▸ REQUIREMENTS
Reproduce verbatim the lines of the entries below, starting at the line containing "Target: glass shower door" and ending at the line containing "[[[208,76],[189,76],[190,139],[208,141]]]", including both of those lines.

━━ EXERCISE MATERIAL

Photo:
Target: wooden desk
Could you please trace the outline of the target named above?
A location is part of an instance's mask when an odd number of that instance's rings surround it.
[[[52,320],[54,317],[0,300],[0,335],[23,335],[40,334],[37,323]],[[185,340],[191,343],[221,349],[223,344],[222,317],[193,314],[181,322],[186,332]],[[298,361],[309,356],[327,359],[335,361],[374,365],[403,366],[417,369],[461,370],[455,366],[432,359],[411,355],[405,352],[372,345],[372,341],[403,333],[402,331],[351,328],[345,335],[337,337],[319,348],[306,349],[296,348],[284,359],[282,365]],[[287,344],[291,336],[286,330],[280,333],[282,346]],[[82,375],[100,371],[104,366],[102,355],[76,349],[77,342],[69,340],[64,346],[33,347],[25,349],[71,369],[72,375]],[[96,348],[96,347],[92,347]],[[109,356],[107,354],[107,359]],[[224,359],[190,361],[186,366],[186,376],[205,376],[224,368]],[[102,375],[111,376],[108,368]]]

━━━━
━━ EXERCISE MATERIAL

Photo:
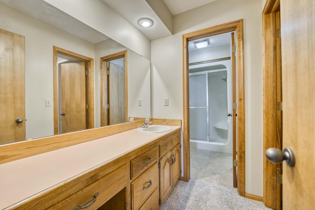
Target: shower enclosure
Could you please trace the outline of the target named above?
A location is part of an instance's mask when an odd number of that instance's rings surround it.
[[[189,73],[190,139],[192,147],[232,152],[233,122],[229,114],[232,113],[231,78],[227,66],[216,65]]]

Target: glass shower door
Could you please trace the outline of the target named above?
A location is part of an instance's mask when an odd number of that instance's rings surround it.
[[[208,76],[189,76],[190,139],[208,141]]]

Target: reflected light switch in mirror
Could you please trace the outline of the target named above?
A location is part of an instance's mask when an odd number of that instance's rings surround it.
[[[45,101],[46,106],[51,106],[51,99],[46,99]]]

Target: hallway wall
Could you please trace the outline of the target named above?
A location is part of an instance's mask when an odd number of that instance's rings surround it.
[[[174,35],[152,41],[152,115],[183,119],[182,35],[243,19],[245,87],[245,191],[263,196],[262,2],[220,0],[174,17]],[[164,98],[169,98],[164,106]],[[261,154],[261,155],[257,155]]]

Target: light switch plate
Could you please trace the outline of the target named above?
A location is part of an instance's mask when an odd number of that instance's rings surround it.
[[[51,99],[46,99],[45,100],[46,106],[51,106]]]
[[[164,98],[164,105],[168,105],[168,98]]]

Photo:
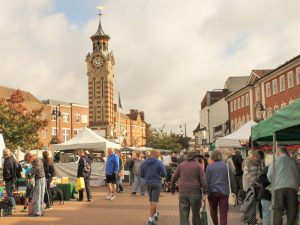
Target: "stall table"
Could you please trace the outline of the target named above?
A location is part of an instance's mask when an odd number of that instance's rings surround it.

━━━━

▸ COMPLETE OUTPUT
Target: glass shower door
Could you please trace the outline of the target named above?
A location is part of an instance's mask when an odd number of that instance's rings surround it.
[[[208,76],[189,76],[190,139],[208,141]]]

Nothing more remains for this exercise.